Problem details: Please return the part of the dictionary learning excerpt from "3.3 Active Learning" up to and including "most uncertain samples.", copied character for character.

The confidence of the estimated class possibility can be measured by the entropy

$$ H\left( {\varvec{b}_{i} } \right) = \varvec{ } - \mathop \sum \limits_{i = 1}^{C} \varvec{P}_{i,j} \log \varvec{P}_{i,j} \varvec{ } $$

(2)

The entropy value of Eq. (2) indicates the uncertainty of the class estimation. For instance, if the unlabeled data is definitely assigned to some class (e.g., $ \varvec{P}_{i,j} = 1 $ for some $ j $ when the sample is assigned to the $ i^{th} $ class, and $ \varvec{P}_{i,j} = 0 $ for j≠i), the entropy value will be zero.

3.2 Semi-supervised Dictionary Learning

When the class estimation is confident, the proposed SSDAL model changes to

$$ \begin{aligned} & \mathop {\hbox{min} }\limits_{{\hat{\varvec{D}},\varvec{P},\varvec{X}}} \sum\nolimits_{{\varvec{i} = 1}}^{C} {\left( {\left\| {\varvec{A}_{i} - \hat{\varvec{D}}_{i} \varvec{X}_{i}^{i} } \right\|_{F}^{2} + \gamma \left\| {\varvec{X}_{i}^{i} } \right\|_{1} + \lambda \left\| {\varvec{X}_{\varvec{i}}^{\varvec{i}} - \varvec{M}_{\varvec{i}} } \right\|_{\varvec{F}}^{2} } \right)} \\ & + \sum\nolimits_{j = 1}^{N - L} {\left( {\sum\nolimits_{i = 1}^{C} {\varvec{P}_{i,j} \left\| {\varvec{b}_{j} - \hat{\varvec{D}}_{i} \varvec{y}_{j}^{i} } \right\|_{F}^{2} + \gamma \left\| {\varvec{y}_{j}^{i} } \right\|_{1} } } \right)} \\ & - \beta \left( { - \sum\nolimits_{j = 1}^{N - L} {\sum\nolimits_{i = 1}^{C} {\varvec{P}_{i,j} \log \varvec{P}_{i,j} } } } \right) \\ \end{aligned} $$

(3)

$$ s.t.\varvec{H}\left( {\varvec{b}_{\varvec{j}} } \right) < T $$

where T is a threshold, which is usually set as 0.5. In the dictionary learning, we only use the unlabeled data whose entropy is smaller than the threshold, i.e., their class estimation is relatively confident.

3.3 Active Learning

Considering the combination of active learning, Let $ \hat{\varvec{D}} $ denote the output of $ \left[ {\varvec{D E}} \right] $ in Eq. (1). Set $ \varvec{L} $ as the number of labeled samples for active learning. In model’s iteration, we can get the probabilistic outputs $ \varvec{P} $ for all the unlabeled samples and a class-specific dictionary $ \hat{\varvec{D}} = \left[ {\varvec{D E}} \right] $. If we want to boost the performance of our model by acquiring some labeled examples, the main issue is how to select the most valuable examples to query the user for labels. Considering that the SSDL model can naturally provide the probabilistic outputs, which is convenient to measure the uncertainty of all unlabeled samples, we adopt the uncertainty measurement to select the most uncertain samples.

Recorded data:
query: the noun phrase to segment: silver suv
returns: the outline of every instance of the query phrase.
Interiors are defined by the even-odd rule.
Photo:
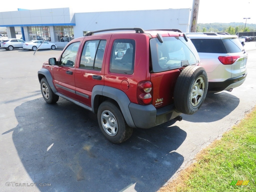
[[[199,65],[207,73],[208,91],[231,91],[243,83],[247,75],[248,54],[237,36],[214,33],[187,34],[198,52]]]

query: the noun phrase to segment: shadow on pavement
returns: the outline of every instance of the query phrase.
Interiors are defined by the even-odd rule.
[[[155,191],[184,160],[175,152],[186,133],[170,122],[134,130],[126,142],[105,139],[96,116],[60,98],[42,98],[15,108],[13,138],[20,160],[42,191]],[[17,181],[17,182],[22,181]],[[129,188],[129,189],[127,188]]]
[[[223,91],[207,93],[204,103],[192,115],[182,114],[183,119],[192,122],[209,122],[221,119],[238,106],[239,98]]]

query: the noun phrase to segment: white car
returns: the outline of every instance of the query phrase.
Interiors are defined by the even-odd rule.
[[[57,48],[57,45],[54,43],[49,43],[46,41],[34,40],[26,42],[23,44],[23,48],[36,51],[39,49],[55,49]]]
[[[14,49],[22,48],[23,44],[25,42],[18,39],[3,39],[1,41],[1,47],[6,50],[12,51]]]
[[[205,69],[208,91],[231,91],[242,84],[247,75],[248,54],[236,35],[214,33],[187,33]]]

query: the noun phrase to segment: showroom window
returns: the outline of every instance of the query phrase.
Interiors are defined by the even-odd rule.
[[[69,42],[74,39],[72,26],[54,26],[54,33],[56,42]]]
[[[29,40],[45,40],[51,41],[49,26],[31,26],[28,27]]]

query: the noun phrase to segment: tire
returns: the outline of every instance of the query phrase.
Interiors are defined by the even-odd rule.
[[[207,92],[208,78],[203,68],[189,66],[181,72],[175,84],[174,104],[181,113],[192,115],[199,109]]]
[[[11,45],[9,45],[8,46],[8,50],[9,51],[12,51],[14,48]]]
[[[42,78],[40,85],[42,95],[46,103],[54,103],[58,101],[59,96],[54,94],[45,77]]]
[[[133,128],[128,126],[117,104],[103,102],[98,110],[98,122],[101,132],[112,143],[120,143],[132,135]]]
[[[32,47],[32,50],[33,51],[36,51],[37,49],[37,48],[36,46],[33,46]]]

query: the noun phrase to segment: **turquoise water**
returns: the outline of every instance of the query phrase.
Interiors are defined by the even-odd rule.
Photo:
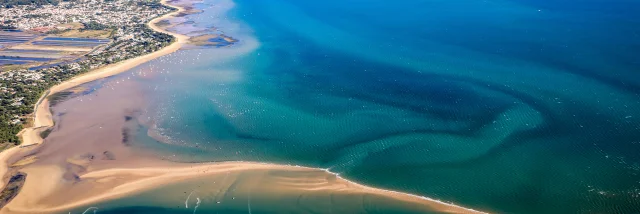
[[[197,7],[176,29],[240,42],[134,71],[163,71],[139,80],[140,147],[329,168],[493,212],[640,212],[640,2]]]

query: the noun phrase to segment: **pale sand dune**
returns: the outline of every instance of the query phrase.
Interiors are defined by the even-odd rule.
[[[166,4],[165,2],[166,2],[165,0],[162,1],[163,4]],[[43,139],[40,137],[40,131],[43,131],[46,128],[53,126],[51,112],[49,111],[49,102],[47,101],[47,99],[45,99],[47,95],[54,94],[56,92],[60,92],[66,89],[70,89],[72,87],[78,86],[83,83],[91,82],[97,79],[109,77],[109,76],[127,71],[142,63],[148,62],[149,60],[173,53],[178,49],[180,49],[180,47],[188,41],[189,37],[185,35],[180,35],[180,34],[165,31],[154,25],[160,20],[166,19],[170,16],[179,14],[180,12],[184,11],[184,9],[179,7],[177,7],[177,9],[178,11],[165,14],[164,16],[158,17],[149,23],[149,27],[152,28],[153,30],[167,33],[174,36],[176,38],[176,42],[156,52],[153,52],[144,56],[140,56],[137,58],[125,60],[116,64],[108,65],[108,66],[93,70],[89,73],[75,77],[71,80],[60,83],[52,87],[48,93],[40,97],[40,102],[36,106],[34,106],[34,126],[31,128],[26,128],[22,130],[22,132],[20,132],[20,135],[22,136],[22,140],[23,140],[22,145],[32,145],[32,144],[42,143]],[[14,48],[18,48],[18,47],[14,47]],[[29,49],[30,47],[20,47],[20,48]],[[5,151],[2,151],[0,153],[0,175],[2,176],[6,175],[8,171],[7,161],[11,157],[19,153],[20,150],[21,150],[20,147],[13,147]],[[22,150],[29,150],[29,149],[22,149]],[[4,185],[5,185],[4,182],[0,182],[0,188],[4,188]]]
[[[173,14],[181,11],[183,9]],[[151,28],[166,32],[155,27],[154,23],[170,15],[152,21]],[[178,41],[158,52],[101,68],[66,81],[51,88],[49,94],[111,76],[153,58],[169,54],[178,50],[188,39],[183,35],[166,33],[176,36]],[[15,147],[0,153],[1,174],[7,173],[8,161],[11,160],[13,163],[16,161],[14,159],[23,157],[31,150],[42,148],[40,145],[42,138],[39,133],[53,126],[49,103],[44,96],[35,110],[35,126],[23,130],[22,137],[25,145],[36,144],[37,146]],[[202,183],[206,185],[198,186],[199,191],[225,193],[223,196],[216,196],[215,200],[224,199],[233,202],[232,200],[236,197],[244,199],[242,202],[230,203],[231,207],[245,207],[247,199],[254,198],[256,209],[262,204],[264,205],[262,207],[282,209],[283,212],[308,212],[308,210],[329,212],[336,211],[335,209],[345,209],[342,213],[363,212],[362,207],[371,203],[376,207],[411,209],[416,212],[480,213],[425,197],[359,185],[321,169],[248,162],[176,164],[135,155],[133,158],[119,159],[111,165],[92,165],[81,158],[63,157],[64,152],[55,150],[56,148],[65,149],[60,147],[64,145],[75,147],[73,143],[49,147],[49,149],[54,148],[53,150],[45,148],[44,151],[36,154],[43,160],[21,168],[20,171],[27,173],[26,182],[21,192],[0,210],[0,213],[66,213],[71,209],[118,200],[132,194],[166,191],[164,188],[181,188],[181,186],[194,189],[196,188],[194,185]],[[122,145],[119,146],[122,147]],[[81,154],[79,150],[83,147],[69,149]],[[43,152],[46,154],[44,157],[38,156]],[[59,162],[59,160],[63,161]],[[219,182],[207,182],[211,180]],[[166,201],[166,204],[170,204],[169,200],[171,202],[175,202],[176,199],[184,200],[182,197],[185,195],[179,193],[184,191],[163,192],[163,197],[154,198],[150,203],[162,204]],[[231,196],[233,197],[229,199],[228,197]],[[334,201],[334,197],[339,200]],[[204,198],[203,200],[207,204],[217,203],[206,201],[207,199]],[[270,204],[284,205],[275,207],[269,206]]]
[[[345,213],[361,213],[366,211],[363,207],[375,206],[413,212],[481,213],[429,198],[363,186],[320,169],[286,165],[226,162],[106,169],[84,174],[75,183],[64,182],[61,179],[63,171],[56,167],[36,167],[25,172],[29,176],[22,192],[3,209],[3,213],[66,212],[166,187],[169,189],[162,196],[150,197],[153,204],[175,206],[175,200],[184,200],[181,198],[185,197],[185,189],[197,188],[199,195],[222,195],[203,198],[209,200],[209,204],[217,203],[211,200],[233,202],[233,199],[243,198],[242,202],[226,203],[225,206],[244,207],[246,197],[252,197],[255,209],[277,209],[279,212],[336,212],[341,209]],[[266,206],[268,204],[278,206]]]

---

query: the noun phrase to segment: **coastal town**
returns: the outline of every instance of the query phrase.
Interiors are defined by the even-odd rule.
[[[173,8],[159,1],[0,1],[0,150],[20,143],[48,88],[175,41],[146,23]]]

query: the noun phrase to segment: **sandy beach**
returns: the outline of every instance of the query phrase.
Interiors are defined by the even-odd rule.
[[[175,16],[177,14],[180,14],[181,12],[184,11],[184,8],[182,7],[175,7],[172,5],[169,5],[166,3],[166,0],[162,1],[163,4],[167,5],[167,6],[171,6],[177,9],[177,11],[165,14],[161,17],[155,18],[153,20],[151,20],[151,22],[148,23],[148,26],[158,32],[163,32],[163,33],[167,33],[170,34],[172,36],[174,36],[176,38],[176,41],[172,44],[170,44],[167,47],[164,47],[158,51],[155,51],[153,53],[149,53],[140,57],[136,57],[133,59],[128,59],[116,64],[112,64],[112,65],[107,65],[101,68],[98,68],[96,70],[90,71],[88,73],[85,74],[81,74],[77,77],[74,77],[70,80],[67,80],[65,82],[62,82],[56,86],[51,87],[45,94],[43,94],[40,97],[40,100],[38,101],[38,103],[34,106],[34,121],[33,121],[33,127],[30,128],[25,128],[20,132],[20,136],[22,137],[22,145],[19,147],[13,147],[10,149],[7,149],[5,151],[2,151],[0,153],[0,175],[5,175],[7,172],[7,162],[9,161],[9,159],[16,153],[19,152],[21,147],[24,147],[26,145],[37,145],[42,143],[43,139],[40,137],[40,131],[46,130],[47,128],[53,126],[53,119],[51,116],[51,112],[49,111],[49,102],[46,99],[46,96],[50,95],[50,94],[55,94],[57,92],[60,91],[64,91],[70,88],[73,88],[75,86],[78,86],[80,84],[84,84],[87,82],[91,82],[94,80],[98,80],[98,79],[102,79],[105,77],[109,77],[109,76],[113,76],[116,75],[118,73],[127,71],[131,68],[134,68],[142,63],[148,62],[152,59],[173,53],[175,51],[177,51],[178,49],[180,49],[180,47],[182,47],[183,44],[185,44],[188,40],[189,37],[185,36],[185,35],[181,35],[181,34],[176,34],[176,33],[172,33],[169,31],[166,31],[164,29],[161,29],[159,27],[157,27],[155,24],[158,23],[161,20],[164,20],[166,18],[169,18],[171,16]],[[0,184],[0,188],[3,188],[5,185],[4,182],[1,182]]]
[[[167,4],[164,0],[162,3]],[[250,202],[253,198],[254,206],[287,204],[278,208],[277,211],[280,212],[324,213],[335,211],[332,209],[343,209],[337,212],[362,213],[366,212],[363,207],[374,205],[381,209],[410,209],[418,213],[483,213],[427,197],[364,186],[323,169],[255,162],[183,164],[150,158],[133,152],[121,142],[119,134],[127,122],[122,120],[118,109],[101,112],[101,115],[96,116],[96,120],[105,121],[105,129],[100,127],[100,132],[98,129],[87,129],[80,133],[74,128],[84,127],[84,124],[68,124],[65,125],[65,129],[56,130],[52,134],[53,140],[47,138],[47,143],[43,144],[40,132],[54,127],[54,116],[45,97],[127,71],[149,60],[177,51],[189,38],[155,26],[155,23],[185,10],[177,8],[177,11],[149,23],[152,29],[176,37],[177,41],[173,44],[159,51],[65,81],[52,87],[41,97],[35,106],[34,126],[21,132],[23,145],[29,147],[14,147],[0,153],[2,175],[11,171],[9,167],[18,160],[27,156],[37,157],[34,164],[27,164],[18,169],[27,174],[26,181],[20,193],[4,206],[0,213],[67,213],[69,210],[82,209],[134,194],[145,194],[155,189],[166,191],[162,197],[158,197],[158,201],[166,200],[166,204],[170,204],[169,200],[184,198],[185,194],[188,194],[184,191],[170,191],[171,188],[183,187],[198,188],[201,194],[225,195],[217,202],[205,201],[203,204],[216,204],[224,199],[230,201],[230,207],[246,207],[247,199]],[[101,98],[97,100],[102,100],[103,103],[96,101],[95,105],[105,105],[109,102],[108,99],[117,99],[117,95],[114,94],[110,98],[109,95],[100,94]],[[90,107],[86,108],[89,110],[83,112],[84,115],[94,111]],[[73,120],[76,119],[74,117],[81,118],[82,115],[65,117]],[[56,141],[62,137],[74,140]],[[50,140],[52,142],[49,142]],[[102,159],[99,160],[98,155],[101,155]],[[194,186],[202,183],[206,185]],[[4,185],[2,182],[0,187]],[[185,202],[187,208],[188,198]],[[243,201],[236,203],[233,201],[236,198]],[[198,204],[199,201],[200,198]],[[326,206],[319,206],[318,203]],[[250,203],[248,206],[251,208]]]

Task answer:
3.3 Active Learning

Considering the combination of active learning, Let $ \hat{\varvec{D}} $ denote the output of $ \left[ {\varvec{D E}} \right] $ in Eq. (1). Set $ \varvec{L} $ as the number of labeled samples for active learning. In model’s iteration, we can get the probabilistic outputs $ \varvec{P} $ for all the unlabeled samples and a class-specific dictionary $ \hat{\varvec{D}} = \left[ {\varvec{D E}} \right] $. If we want to boost the performance of our model by acquiring some labeled examples, the main issue is how to select the most valuable examples to query the user for labels. Considering that the SSDL model can naturally provide the probabilistic outputs, which is convenient to measure the uncertainty of all unlabeled samples, we adopt the uncertainty measurement to select the most uncertain samples.